[Dataset entries]
== Segment start ==

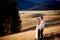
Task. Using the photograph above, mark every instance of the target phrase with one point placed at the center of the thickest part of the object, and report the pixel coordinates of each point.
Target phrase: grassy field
(29, 21)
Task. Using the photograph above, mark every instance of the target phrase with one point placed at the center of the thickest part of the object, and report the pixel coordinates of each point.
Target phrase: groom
(40, 28)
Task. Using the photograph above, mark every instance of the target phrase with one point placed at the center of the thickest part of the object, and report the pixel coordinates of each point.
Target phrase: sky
(37, 4)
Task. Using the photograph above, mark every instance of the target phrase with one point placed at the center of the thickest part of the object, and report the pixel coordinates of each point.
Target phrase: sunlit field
(29, 21)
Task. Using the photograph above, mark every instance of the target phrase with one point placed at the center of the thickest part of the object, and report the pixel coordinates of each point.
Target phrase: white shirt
(39, 27)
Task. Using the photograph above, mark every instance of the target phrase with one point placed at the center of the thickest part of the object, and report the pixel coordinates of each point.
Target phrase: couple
(40, 28)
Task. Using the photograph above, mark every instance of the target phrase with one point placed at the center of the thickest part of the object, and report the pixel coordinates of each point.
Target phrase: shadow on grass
(52, 36)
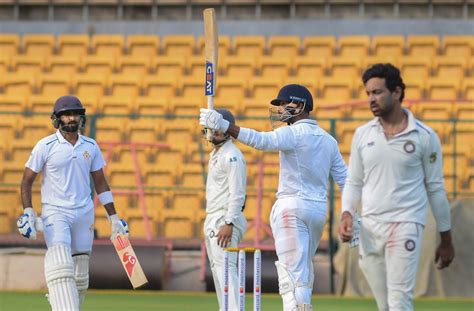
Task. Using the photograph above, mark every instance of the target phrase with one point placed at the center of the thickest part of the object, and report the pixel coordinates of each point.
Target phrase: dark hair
(390, 73)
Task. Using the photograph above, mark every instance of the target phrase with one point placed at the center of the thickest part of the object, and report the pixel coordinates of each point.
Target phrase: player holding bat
(67, 160)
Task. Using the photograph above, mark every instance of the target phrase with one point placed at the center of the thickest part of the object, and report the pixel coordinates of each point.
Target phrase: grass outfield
(148, 300)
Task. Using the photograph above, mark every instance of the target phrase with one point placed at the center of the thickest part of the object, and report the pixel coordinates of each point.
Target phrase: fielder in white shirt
(307, 156)
(395, 170)
(67, 160)
(225, 224)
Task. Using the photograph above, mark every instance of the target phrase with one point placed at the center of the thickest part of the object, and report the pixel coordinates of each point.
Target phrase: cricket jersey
(396, 178)
(308, 154)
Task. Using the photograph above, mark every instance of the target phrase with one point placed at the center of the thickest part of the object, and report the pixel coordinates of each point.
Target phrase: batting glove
(213, 120)
(26, 223)
(119, 226)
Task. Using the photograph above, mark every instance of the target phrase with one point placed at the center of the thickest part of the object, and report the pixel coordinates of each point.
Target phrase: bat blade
(129, 261)
(211, 46)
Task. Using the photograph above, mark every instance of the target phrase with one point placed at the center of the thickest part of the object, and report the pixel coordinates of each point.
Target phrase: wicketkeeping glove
(213, 120)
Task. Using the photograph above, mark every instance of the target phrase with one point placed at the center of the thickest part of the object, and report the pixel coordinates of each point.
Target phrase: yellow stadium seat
(468, 88)
(224, 46)
(160, 86)
(53, 84)
(275, 66)
(110, 129)
(143, 45)
(442, 88)
(169, 66)
(448, 66)
(98, 65)
(415, 67)
(423, 45)
(9, 44)
(354, 46)
(18, 84)
(38, 45)
(230, 88)
(27, 64)
(73, 45)
(124, 86)
(251, 47)
(134, 65)
(151, 105)
(67, 65)
(319, 47)
(89, 86)
(107, 45)
(309, 66)
(347, 67)
(186, 106)
(42, 103)
(11, 103)
(458, 46)
(116, 104)
(264, 89)
(388, 46)
(239, 67)
(178, 45)
(196, 67)
(335, 89)
(284, 46)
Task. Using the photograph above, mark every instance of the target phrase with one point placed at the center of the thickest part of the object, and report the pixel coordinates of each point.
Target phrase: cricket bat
(129, 261)
(211, 47)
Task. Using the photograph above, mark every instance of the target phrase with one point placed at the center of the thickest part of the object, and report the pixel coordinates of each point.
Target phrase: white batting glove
(119, 226)
(26, 223)
(213, 120)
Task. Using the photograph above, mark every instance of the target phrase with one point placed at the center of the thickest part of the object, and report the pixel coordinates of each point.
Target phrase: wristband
(106, 197)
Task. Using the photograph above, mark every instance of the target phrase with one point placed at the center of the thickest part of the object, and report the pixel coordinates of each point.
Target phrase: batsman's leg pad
(59, 274)
(81, 275)
(286, 286)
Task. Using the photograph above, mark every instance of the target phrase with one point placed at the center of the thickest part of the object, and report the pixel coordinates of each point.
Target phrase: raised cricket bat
(129, 261)
(211, 47)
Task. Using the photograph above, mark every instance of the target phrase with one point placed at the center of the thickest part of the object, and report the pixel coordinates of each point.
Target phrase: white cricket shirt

== Segment end ==

## Problem to solve
Omit the images and transcribe all of the records above word for word.

## Output
Task. Using the photograph above, mark every instance of the target phrase with one point placed at the center of the thickest part of the object, and report the pixel coordinates of each point.
Target phrase: grassy field
(29, 21)
Task. Using the photograph above, mark every instance of the target phrase with one point placed at the center of the thickest part of the object, and report the pixel coordinates of each point.
Target phrase: groom
(40, 28)
Task. Using the photograph above, mark every instance of the target phrase with one point placed at the center of the thickest part of the object, and report the pixel coordinates of each point.
Target phrase: sky
(37, 4)
Task. Using the photograph above, mark every instance of the target phrase with one point placed at the center of the thickest part of the object, and report the pixel coordinates of each point.
Target phrase: sunlit field
(29, 21)
Task. Using the photograph above, mark every instance of the target phrase with one point placed at the center of the thickest part of the object, and report the pixel coordinates of each point.
Target phrase: white shirt
(39, 27)
Task. Using the photograph above, mark every instance of the target phrase with one point placed at the center of the thickest part of the object, and report the pixel coordinates of each point.
Target phrase: couple
(40, 28)
Task. Using the photograph above, mark every instance of the target phrase with one point placed at the center of the thickest part of the object, and report the pixel coordinates of each point.
Target phrase: shadow on grass
(52, 36)
Task. Using the photograph above, mark every instance of the target phrase with one point placed at the center of the thickest part of the object, and report the pixel coordinates of each point.
Target phrase: dark hair
(390, 73)
Task. Using the photograph above, mark every instance of the target phrase with one point placed at the center of the thickest part of the object, and report the pixel coordinates of each point.
Target phrase: player holding bat
(67, 160)
Task. Using the photograph above, mark every instance of the target phrase with one point placed at the center of the thickest part of the object, and report the pixel coordinates of each point.
Target phrase: grass outfield
(148, 300)
Task. Using the photograph above, mark every instance of the target phrase with one point placed at the center of the thickest part of the object, and report the pixel coordinates of each point.
Target phrase: fielder in white shirt
(307, 156)
(395, 170)
(67, 160)
(225, 224)
Task. Using the photograph above, mark every instance of the target phrase with one point placed at the center of the thickest part of the object, and report the pixel coordinates of each point.
Target phrase: cricket jersey
(396, 178)
(308, 154)
Task. Using the photograph above, mark every instance of the target phrase with one point placed at the center of the thickest part of the object, and report the pixel coordinates of each point.
Target phrase: batting glove
(213, 120)
(26, 223)
(119, 226)
Task. Using the photograph above, mark every instance of the target phrase with one point placed at the center of the thickest part of the object, and report the pixel coordinates of each point.
Target phrase: bat blade
(129, 261)
(211, 46)
Task. Using the photograph above, mark every instance of the target phrase with one point placed at the center of the thickest part of the object, and report the pixel coordinates of each point.
Target phrase: wicketkeeping glove
(213, 120)
Task. Using the photograph above, mark every instance of the target phrase with one point placed at the center of the thickest part of the object, and report the pixel coordinates of each point.
Target phrase: yellow stadium seat
(468, 88)
(224, 46)
(160, 86)
(53, 84)
(275, 66)
(110, 129)
(143, 45)
(442, 88)
(169, 66)
(448, 66)
(98, 65)
(415, 67)
(423, 45)
(9, 44)
(354, 46)
(18, 84)
(38, 45)
(230, 88)
(27, 64)
(73, 45)
(124, 86)
(251, 47)
(134, 65)
(151, 105)
(67, 65)
(319, 47)
(89, 86)
(107, 45)
(309, 66)
(347, 67)
(186, 106)
(42, 103)
(11, 103)
(458, 46)
(116, 104)
(264, 89)
(388, 46)
(239, 67)
(178, 45)
(196, 67)
(335, 89)
(284, 46)
Task. Using the photograph above, mark every instance of the target phrase with one point placed at the center of the thickest part of the object, and report the pixel coordinates of each point.
Target phrase: cricket bat
(129, 261)
(211, 47)
Task. Using the photograph above, mark every instance of the target phrase with one point placed at the center of the thickest part of the object, and report the pixel coordinates of each point.
Target phrase: white batting glove
(119, 226)
(26, 223)
(213, 120)
Task. Using the photograph above, mark every instance of the target phrase with one point placed at the center of the thickest part of the object, and report the pixel coordinates of each point.
Target phrase: wristband
(106, 197)
Task. Using the photograph above, mark every instance of the target phrase with one point placed at the center of the thickest part of the object, and report the pixel coordinates of each point.
Target phrase: batsman's leg pad
(59, 274)
(81, 275)
(286, 286)
Task. Using the photograph above, mark every instance of the target phrase with one point placed at the center of the thickest part of the object, and report the pixel coordinates of each point.
Target phrase: raised cricket bat
(129, 261)
(211, 47)
Task. Using the photograph above, mark every instance of the target phrase with one point placed at the center of the thickest part of the object, and report the pixel coordinates of each point.
Target phrase: white cricket shirt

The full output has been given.